--- TASK REQUIREMENTS ---
Extract every record, exactly as written, and ignore the pictures.

--- EXTRACTED DATA ---
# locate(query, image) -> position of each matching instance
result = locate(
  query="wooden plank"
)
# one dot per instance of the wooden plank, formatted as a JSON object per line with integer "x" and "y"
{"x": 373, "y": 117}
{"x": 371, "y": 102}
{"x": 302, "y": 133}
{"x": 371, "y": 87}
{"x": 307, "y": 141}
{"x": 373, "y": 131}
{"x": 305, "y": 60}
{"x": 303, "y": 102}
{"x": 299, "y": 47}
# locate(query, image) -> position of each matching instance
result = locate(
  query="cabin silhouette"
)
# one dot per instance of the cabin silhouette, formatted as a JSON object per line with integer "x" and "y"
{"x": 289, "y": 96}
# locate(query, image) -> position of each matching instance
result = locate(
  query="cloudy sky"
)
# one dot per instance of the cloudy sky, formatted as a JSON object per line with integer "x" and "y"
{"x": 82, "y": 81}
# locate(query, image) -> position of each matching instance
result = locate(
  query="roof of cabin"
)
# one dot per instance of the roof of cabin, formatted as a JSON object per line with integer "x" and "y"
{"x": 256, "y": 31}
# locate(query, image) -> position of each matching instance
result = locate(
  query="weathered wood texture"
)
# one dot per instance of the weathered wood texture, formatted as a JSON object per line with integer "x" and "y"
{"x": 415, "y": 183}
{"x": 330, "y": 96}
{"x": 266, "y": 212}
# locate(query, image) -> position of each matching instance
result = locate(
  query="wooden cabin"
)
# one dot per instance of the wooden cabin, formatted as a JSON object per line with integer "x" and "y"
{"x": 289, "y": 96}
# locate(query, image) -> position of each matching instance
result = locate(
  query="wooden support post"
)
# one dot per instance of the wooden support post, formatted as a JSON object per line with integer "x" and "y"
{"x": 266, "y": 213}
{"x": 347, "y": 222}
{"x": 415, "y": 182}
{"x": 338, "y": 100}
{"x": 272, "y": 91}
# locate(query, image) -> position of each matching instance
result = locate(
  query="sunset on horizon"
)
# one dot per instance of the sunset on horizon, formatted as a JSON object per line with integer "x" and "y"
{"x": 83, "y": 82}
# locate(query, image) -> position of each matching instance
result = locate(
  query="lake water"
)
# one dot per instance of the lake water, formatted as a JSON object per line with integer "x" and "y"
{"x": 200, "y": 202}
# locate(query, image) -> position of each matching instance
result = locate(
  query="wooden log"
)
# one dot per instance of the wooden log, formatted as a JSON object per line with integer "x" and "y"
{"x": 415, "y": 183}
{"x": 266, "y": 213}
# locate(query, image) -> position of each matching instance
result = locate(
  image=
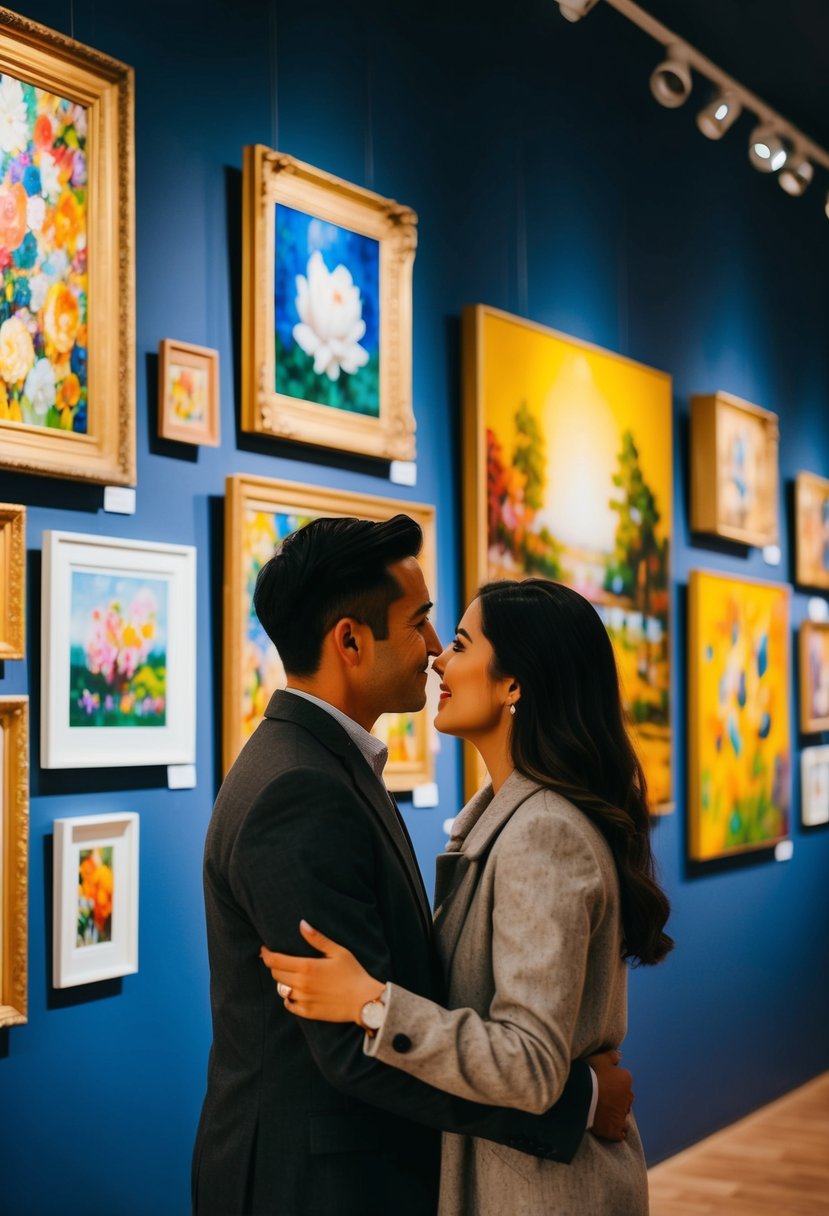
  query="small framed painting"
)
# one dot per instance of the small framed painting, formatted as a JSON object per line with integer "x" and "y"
{"x": 118, "y": 652}
{"x": 259, "y": 513}
{"x": 738, "y": 720}
{"x": 734, "y": 483}
{"x": 13, "y": 857}
{"x": 815, "y": 786}
{"x": 813, "y": 676}
{"x": 326, "y": 309}
{"x": 189, "y": 393}
{"x": 812, "y": 530}
{"x": 67, "y": 253}
{"x": 96, "y": 899}
{"x": 12, "y": 581}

--- EXERCISE OUTPUT ---
# locate(query, image) -> position of each matching instance
result = locate(
  query="wooden plank"
)
# one dot per instance of the wooden plank, formatted as a JSON object per line with integer "x" and "y"
{"x": 373, "y": 117}
{"x": 371, "y": 102}
{"x": 302, "y": 133}
{"x": 371, "y": 87}
{"x": 307, "y": 141}
{"x": 373, "y": 131}
{"x": 305, "y": 60}
{"x": 303, "y": 102}
{"x": 299, "y": 47}
# locate(query, image) -> position of each matching instance
result = locate(
  query="cabin silhouette"
)
# one dot per instance of the cabin silhouette, formatted as a JSON object per line with integer "x" and "y"
{"x": 289, "y": 96}
# locate(query, image) -> position of each matching instance
result = locate(
  query="cloudy sky"
)
# one dot per instance of the cloudy sky, formatted as a JSON object per line with integer "x" and "y"
{"x": 82, "y": 81}
# locate(query, image) -> position of each matching instance
result = locate(
  query="roof of cabin"
)
# one dot per instance of the roof of cabin, formatted as a JSON object per line with integer "x" and "y"
{"x": 256, "y": 31}
# locate(query, image) -> position of each matching instance
result = locate(
  query="weathered wood texture"
)
# one dot per instance of the weathered wood texture, formatted as a JSON object per line with integer "x" and "y"
{"x": 415, "y": 183}
{"x": 330, "y": 96}
{"x": 266, "y": 212}
# locate(query, image) -> position of each matching instance
result = locate(
  query="wooden cabin"
)
# one dot per instance of the wooden cabin, formatted as a JSON object per line with integer "x" and "y"
{"x": 289, "y": 96}
# locate(query, image) -> position of each matching instance
result = locate(
  query="wooden support post"
)
# one dot per instance of the wooden support post, formatted as a JSON object per line with integer "x" and "y"
{"x": 266, "y": 213}
{"x": 347, "y": 222}
{"x": 415, "y": 182}
{"x": 338, "y": 100}
{"x": 272, "y": 91}
# locate(query, image) -> position of each matching instance
result = locate(
  query="sunset on horizon"
)
# one dot per instance of the sunset on horizon, formatted as a JSON object per line with integer "x" and "y"
{"x": 83, "y": 82}
# locate(query, image) -> position of each matching instance
result = locate(
  query="lake water"
)
# one dot per instance of the lake water, formatted as a JSON object per line with integer "x" and "y"
{"x": 200, "y": 202}
# locate(query, image) -> position of each matching instance
result = locate(
  query="wooden log"
)
# one dot per instance of the wooden log, formatted as a JSON object per line with integer "x" and "y"
{"x": 415, "y": 183}
{"x": 266, "y": 213}
# locate(query, image) -> position of each matching instance
result = locate(
  image=
  query="small framed painting"
)
# one dot per instance of the small framed painting, formatted as a JSON object per line with integer "x" and "y"
{"x": 118, "y": 652}
{"x": 259, "y": 513}
{"x": 738, "y": 720}
{"x": 734, "y": 483}
{"x": 13, "y": 857}
{"x": 815, "y": 786}
{"x": 813, "y": 676}
{"x": 326, "y": 309}
{"x": 189, "y": 393}
{"x": 812, "y": 530}
{"x": 67, "y": 253}
{"x": 96, "y": 899}
{"x": 12, "y": 581}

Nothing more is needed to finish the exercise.